── Selected extract

The hypervolume JGCS's $O(k^3)$ scaling remains practical for typical $k$ , while avoiding the combinatorial redundancy of all possible pairwise cosine computations as $k$ increases (Chen et al., 6 May 2025). For nondifferentiable convex $C$ , subgradient maximization may add further cost, though the similarity reduces to standard norms and inner products in smooth cases (Gunay et al., 2014).

4. Applications

JGCS has been applied across embedding evaluation, visual domain-matching, and multi-modal contrastive learning:

Word/semantic similarity: Metric-tensor JGCS (learned $M$ ) achieves higher correlation with human ratings than standard cosine, especially with contextualized BERT/GPT-2 embeddings and task-adapted context metrics (Vos et al., 2022).
Cross-domain visual matching: The affine-quadratic JGCS enables domain-robust matching (e.g., matching ID photos to surveillance images) within a single end-to-end learned deep network, blending Mahalanobis and cosine terms (Lin et al., 2016).

────

The task: For each statement, say yes or no to whether it agrees with the JGCS excerpt above, and quote the words from the excerpt that settle it: (a) The affine-quadratic JGCS mixes Mahalanobis and cosine terms. (b) The metric-tensor JGCS matches human ratings less closely than standard cosine. (c) JGCS avoids doing every possible pairwise cosine computation.

── Given information

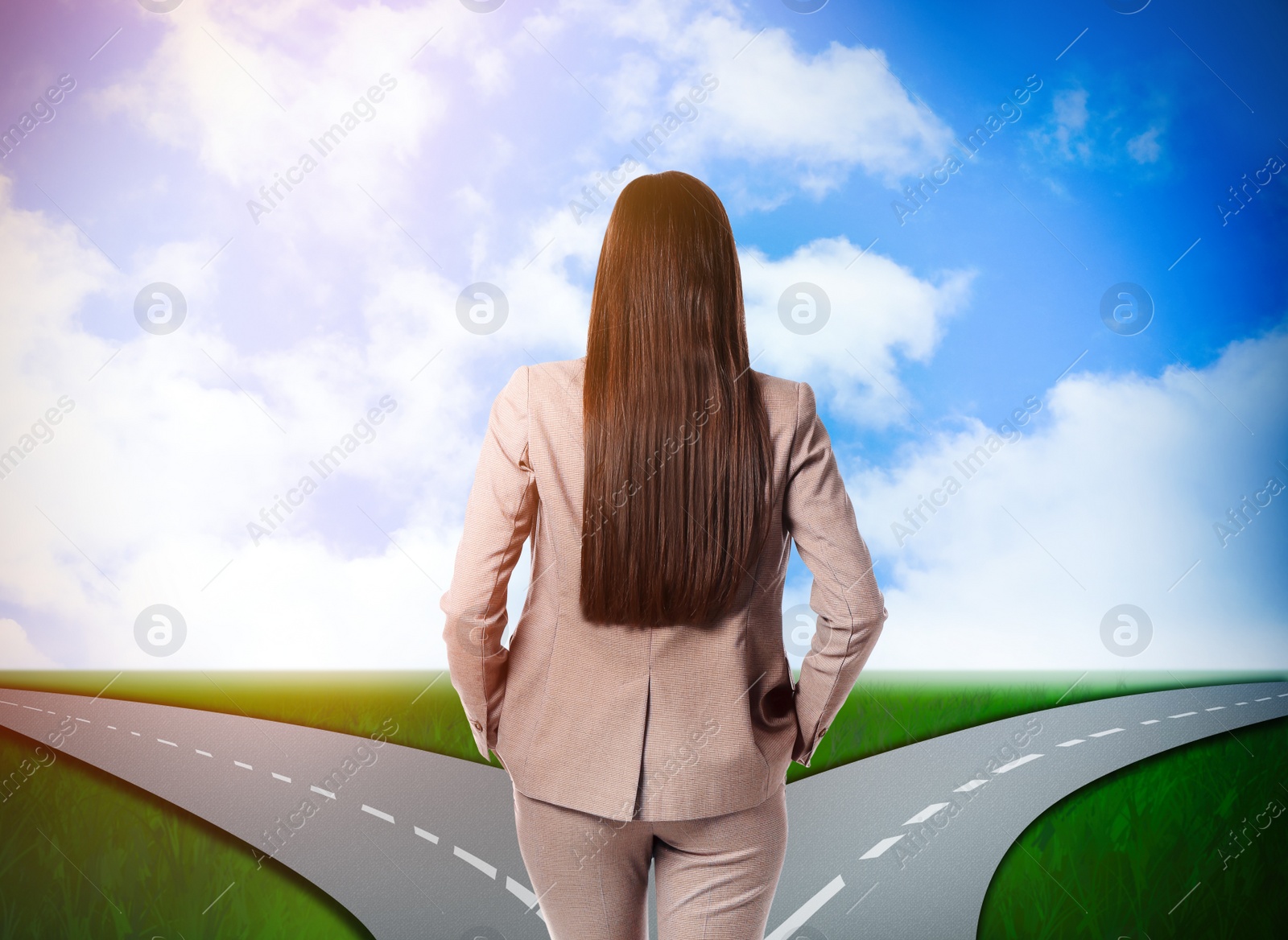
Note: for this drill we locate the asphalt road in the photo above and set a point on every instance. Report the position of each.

────

Exercise result:
(a) Yes: "blending Mahalanobis and cosine terms"
(b) No: "achieves higher correlation with human ratings than standard cosine"
(c) Yes: "avoiding the combinatorial redundancy of all possible pairwise cosine computations"